Set It and Forget It: Scheduling Weekly Data Syncs in Retool

If you've ever manually pulled a report, cross-checked it against a spreadsheet, and re-entered the results into your CRM — you know how much time that eats every single week. Here's how I replaced that whole routine with one scheduled Retool Workflow, and why the same setup works no matter what your source or destination system actually is.

What is a Retool Workflow, and why bother with it here?

A Retool Workflow is a backend automation built visually — a chain of blocks (queries, code, conditionals, API calls) that runs on its own, no user needed. Unlike a regular Retool app, which waits for someone to click something, a Workflow can run on:

  • A schedule (cron-based)
  • A webhook, when another system fires an event
  • Another workflow calling into it

The schedule trigger is the piece that matters for recurring internal tasks — the ones that are simple in logic but easy to mess up or forget when a human's doing them by hand every week.

Where this pattern shows up

Data syncs between two systems that don't talk natively. Recurring reports pushed to a team channel — Slack, ClickUp, wherever your team actually looks. Cleanup jobs. Basically any task where the answer to "who's responsible for this" is technically a person but should really be a machine.

[Requirement A] In the Retool Workflow article, what does a regular Retool app wait for before it does anything?
[Requirement B] Name every kind of block that the Retool Workflow article says a Workflow chain can be built from.
[Requirement C] Write the next part of the article on scheduling weekly data syncs in Retool, continuing after its final sentence.
The lines that come after this article have no connection to it.

[Supplied material]
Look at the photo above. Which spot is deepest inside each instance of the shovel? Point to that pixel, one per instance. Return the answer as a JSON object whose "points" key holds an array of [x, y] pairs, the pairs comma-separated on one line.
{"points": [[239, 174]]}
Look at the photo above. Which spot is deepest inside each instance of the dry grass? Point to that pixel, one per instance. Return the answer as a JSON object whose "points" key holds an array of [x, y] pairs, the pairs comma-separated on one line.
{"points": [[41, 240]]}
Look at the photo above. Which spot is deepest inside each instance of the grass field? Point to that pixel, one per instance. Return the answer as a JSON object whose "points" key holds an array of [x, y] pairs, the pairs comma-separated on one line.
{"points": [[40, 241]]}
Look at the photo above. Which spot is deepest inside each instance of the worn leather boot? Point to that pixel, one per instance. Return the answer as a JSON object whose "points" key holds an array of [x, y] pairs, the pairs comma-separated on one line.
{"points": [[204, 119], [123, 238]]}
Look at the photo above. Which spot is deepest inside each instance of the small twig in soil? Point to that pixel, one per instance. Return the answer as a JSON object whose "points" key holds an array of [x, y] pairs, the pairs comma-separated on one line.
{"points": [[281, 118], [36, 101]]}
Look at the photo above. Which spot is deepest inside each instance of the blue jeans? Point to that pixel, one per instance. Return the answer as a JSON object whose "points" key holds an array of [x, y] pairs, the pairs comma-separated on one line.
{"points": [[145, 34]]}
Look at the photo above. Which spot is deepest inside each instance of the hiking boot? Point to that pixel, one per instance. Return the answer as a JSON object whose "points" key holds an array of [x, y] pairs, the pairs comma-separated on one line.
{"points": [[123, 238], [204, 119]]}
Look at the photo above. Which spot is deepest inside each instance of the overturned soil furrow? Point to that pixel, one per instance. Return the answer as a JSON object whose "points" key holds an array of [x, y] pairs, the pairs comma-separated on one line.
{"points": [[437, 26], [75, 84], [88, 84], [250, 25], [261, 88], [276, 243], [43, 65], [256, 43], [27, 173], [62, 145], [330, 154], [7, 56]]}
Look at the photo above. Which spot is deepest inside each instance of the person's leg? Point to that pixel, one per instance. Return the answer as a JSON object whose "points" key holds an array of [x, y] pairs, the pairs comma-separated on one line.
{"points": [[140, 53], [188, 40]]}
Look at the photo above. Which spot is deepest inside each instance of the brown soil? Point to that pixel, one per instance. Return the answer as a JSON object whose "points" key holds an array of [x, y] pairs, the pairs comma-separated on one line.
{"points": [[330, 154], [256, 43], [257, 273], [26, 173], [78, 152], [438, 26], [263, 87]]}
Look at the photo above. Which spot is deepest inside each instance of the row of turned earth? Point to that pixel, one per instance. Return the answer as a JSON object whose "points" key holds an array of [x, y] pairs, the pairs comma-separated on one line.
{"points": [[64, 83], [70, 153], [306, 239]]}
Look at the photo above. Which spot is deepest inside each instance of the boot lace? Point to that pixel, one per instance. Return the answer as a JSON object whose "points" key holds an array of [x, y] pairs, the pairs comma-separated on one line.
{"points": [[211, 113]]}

[Task output A] It waits for someone to click something.

[Task output B] Queries, code, conditionals, and API calls.

[Task output C]
The example: RDS → Retool → Zoho CRM

Here's the actual shape of what I built. Our employee hours data lives in Postgres on AWS RDS — a separate weekly batch job already loads it there, so by the time Retool touches it, the numbers are sitting in a table ready to query. From there, the workflow pulls the week's totals and pushes them into Zoho CRM so the whole team can see updated productive hours without anyone opening a spreadsheet.

The part worth paying attention to: Retool doesn't care that the source is RDS Postgres specifically. Swap that resource connection for MySQL, a REST endpoint, Airtable, whatever — the rest of the workflow barely changes. Same goes for the destination. Zoho happens to be what we use, but the pattern holds for HubSpot, Salesforce, or any CRM with an API. That's really the point of building this in Retool instead of hardcoding a script somewhere — the connectors are swappable, the logic isn't.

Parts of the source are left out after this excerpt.